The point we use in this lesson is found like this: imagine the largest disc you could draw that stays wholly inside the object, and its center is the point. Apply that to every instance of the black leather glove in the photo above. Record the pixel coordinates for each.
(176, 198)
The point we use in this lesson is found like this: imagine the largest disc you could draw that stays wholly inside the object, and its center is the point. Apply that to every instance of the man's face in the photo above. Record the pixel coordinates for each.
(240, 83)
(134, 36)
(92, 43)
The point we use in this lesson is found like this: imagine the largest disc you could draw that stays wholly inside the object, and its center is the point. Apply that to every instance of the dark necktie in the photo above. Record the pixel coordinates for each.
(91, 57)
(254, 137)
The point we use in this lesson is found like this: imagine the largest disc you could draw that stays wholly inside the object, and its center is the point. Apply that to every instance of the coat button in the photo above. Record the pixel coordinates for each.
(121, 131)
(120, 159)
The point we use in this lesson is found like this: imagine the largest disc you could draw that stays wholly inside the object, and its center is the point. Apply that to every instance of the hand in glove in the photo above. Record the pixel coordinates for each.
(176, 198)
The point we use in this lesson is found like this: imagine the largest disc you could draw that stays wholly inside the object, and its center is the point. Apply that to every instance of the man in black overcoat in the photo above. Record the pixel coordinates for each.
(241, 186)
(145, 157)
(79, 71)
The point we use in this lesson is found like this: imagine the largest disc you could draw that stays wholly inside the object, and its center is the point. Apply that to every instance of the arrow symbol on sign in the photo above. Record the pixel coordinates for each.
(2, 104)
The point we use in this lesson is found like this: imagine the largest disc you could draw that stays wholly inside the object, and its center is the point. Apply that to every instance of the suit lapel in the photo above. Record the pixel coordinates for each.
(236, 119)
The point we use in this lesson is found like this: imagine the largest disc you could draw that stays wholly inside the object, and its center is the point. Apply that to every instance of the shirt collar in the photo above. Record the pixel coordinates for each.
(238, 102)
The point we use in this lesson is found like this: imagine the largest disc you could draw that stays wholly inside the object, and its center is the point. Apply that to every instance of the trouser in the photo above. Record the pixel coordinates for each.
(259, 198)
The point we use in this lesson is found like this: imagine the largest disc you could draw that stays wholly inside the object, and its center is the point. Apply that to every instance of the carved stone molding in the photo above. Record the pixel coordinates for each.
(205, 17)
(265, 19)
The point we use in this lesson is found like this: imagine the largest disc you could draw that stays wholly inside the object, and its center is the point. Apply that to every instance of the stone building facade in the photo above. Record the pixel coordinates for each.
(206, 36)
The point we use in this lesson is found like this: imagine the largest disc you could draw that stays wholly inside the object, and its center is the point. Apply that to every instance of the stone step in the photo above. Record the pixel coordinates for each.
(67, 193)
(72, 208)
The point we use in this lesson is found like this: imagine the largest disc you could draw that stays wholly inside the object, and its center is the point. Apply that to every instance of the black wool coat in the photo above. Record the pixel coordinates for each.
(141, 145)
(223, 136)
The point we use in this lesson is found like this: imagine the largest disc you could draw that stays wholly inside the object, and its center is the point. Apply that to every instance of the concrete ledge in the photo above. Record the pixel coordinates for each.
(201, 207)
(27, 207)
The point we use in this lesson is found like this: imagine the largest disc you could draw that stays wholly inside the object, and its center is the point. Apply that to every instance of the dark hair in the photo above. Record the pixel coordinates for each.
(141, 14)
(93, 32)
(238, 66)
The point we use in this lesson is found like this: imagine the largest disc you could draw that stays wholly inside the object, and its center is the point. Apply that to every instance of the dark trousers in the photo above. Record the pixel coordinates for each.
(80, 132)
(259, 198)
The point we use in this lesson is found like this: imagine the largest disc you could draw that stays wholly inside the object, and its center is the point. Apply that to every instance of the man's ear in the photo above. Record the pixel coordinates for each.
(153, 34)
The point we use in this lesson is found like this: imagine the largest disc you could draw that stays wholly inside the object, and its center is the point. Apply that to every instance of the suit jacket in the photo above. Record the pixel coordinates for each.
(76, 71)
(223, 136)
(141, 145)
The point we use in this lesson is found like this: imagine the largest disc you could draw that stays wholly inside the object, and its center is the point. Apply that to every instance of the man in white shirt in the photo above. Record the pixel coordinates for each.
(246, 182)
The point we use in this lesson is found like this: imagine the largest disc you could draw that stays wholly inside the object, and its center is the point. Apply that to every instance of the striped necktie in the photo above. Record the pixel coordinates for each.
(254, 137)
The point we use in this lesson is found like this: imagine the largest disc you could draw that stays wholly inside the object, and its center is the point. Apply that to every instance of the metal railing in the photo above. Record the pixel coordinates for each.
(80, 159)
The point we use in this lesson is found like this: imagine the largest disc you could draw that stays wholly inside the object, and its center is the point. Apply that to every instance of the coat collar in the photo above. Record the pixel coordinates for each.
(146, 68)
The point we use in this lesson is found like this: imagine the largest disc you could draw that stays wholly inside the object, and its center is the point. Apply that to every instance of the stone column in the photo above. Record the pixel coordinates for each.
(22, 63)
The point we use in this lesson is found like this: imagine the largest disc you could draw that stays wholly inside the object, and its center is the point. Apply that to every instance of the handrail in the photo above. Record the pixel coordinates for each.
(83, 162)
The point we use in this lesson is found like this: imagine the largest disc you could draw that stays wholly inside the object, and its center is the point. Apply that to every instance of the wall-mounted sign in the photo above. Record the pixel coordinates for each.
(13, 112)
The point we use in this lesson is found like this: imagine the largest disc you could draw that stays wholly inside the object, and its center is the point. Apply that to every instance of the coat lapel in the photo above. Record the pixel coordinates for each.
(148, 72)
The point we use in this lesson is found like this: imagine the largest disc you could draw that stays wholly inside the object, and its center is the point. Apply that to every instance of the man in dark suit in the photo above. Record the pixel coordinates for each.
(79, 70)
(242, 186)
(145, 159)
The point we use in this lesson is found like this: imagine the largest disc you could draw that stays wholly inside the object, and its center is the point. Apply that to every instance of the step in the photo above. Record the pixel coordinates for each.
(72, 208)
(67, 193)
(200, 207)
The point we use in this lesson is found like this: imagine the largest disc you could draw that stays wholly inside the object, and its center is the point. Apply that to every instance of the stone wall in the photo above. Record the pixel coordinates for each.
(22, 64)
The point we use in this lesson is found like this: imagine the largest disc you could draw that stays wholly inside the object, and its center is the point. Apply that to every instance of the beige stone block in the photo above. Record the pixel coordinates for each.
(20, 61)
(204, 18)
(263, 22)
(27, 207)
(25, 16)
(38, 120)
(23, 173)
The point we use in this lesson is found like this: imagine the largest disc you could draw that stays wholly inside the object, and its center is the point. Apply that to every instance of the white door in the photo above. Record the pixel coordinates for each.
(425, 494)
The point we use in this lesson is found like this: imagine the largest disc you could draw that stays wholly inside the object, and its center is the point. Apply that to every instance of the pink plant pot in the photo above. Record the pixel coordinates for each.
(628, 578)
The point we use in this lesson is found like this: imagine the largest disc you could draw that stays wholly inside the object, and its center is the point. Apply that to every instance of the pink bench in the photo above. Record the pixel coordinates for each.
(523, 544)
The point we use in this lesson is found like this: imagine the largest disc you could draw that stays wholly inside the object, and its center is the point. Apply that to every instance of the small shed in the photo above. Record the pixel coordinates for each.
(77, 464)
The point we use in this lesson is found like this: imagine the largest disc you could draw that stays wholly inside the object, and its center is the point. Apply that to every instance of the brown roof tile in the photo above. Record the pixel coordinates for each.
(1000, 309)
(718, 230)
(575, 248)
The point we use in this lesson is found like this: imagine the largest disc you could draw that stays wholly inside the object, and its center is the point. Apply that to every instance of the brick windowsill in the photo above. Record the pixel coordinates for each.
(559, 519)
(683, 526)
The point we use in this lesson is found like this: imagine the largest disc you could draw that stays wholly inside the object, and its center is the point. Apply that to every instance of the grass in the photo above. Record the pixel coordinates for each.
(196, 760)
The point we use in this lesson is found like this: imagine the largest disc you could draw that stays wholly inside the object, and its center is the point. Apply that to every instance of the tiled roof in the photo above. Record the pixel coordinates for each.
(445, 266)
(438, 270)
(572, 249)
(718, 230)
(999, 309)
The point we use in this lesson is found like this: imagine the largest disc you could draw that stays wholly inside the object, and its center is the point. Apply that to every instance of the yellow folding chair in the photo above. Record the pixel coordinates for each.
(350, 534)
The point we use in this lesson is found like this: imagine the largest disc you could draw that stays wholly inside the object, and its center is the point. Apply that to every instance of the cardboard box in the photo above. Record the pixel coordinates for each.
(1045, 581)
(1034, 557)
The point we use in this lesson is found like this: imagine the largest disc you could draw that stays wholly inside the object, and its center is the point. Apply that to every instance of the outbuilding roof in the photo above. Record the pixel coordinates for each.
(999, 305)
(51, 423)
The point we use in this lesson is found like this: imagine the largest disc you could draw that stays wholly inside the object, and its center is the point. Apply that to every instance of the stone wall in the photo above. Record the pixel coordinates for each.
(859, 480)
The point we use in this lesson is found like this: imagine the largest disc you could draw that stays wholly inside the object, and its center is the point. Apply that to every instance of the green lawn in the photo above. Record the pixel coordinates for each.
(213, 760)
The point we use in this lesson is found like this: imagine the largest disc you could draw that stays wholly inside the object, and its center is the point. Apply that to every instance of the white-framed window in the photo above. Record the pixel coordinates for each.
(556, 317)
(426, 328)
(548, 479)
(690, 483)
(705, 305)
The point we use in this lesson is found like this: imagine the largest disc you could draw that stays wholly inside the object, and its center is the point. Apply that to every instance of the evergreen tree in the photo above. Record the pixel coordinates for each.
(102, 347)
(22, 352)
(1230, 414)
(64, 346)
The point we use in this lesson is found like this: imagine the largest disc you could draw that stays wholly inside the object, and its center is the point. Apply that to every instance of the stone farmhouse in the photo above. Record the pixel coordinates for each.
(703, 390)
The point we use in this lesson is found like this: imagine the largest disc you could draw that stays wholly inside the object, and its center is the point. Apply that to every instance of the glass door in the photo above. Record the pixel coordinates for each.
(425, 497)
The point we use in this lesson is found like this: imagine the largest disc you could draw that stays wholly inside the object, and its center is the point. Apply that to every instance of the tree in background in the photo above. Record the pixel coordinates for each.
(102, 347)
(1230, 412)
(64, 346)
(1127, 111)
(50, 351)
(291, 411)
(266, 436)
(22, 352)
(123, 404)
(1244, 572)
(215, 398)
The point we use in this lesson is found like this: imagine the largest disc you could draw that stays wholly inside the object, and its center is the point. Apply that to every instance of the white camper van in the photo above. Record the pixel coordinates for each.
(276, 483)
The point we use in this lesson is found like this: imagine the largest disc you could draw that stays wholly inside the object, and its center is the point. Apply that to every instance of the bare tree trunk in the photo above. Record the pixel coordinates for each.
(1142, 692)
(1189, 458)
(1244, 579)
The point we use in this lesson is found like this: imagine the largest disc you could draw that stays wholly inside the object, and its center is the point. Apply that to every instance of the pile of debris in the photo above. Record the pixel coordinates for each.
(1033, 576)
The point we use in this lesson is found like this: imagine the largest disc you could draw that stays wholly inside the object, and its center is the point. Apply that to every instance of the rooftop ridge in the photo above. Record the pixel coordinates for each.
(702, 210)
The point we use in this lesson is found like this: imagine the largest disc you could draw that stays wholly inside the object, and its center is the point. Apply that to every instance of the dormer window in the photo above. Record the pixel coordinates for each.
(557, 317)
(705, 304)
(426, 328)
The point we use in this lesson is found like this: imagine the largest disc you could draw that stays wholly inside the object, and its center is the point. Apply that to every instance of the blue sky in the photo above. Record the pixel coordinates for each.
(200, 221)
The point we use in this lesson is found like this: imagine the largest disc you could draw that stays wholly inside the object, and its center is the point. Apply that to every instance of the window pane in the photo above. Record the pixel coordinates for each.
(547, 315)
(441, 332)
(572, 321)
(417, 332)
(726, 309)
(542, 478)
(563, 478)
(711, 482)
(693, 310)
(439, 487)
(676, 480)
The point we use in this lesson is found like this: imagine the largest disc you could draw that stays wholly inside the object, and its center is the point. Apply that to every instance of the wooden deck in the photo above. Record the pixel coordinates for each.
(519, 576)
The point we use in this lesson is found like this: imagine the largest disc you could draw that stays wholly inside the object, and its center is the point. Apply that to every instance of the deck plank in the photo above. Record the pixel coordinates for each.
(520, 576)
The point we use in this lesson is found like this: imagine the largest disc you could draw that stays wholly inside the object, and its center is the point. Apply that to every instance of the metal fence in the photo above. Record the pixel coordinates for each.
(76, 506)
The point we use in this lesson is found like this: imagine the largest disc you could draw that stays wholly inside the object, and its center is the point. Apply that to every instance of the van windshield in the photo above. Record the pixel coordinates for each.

──────────

[EXERCISE REQUIREMENTS] Repeat exactly the lines from the line containing "of the blue" through the end of the listing above; both boundary lines are part of the output.

[SOLVED EXERCISE]
The point we use in this lesson is found like this: imagine the largest disc you could draw that stays wholly inside the object, and its center is the point. Apply that to every instance of the blue sky in the photo above. Record the pixel coordinates for each.
(200, 221)
The point we use in this lesson is found like this: imagine the largest disc you could draw that stays wholly inside the object, and its center is the point. Apply that to every instance of the window pane in the photo above. Record the pixel coordinates for each.
(547, 315)
(441, 332)
(572, 321)
(417, 332)
(726, 309)
(542, 478)
(563, 478)
(711, 482)
(693, 310)
(439, 487)
(676, 480)
The point we use in this lesson is found like this: imagine the largest disc you could draw that stays wholly inside the object, and its center is the point. Apply that to every instance of the wooden deck in the photo above. Record the pixel coordinates for each.
(519, 576)
The point we use in this lesson is found like this: imagine the largest disc you could draw that stays wholly inside the object, and its center is the point. Apply that to every instance of the deck plank in the photo above. Record the pixel coordinates for each.
(520, 576)
The point we use in this lesson is found like this: imagine the largest disc you could draw that stays wholly inside the object, and its center is the point. Apply that to every instance of the metal fence in the photo above. Record the pixel coordinates for each.
(76, 506)
The point we use in this lesson is found like this: imagine the largest disc you could draw that stays wholly inside the object, and its center is the point. Apply that to every instance of the van windshield in the photo above. Record the pixel coordinates for each.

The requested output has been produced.